WHAT TO WORK ON
When you find the word "bottle" in a line of the entries, please copy the whole line.

DATA SHOWN: Begin

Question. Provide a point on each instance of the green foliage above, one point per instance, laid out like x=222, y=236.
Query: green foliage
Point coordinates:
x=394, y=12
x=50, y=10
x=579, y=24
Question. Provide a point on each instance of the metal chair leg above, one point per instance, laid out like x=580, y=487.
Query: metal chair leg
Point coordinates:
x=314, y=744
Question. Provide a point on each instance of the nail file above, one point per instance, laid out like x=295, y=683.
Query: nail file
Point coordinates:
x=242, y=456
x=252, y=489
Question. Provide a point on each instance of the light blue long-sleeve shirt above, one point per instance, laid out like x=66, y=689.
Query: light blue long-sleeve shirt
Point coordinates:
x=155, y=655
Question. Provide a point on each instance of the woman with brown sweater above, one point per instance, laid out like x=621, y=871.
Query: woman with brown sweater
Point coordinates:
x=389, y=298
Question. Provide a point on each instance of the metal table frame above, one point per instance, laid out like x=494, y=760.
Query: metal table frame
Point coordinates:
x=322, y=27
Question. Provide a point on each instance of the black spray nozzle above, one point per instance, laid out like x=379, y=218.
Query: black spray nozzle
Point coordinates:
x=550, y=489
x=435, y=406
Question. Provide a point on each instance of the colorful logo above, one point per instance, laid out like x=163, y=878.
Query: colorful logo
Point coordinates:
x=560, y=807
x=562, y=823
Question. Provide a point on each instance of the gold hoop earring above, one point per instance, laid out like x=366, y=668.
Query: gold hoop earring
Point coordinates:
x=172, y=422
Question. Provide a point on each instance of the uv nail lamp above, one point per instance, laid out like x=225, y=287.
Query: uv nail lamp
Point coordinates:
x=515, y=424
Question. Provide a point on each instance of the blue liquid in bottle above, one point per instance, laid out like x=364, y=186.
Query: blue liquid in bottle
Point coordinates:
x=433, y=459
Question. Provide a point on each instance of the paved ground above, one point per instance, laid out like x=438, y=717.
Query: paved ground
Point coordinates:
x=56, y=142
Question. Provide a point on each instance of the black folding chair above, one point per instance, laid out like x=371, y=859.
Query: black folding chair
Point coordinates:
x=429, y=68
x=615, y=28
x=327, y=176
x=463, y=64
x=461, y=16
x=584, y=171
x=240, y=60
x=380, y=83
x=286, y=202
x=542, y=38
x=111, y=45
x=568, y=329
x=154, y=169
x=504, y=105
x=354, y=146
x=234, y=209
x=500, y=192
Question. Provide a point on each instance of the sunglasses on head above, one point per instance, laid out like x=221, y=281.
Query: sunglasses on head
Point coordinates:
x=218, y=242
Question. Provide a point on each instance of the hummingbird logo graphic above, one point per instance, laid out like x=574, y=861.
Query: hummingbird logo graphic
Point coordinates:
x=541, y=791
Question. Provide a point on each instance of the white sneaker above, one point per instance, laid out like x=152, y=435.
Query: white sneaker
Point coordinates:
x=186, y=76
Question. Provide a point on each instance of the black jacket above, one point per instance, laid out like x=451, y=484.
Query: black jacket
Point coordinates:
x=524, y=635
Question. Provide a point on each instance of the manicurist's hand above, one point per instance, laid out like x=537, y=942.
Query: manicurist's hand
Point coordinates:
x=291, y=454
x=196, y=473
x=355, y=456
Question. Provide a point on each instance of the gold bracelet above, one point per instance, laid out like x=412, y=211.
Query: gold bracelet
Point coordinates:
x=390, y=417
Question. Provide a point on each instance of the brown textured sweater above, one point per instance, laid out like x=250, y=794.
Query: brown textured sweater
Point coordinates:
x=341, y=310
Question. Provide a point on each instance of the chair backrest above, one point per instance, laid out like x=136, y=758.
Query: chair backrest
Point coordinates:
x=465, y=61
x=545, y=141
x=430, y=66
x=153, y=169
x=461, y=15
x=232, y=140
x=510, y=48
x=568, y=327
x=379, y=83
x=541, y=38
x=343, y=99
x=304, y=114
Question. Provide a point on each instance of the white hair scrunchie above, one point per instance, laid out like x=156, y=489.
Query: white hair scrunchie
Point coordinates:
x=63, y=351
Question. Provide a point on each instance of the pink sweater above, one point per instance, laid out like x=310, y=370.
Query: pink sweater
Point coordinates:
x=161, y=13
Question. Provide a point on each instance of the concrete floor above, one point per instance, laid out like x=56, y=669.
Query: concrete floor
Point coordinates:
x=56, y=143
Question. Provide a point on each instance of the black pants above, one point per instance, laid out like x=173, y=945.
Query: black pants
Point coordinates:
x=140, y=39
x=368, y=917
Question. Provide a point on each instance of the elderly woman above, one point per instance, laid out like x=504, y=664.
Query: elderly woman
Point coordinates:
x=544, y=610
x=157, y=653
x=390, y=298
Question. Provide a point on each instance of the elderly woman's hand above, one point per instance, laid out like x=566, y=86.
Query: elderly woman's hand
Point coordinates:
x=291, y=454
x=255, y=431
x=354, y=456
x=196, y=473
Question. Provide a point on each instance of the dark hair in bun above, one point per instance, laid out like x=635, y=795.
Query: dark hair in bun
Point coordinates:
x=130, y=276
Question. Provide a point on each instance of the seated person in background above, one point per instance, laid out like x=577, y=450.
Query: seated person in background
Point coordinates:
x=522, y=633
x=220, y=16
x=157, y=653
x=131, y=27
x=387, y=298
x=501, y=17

DATA SHOWN: End

ANSWER
Question. Provide a point on each instance of the blue liquid in bottle above, one point per instance, laid out like x=364, y=186.
Query: blue liquid in bottle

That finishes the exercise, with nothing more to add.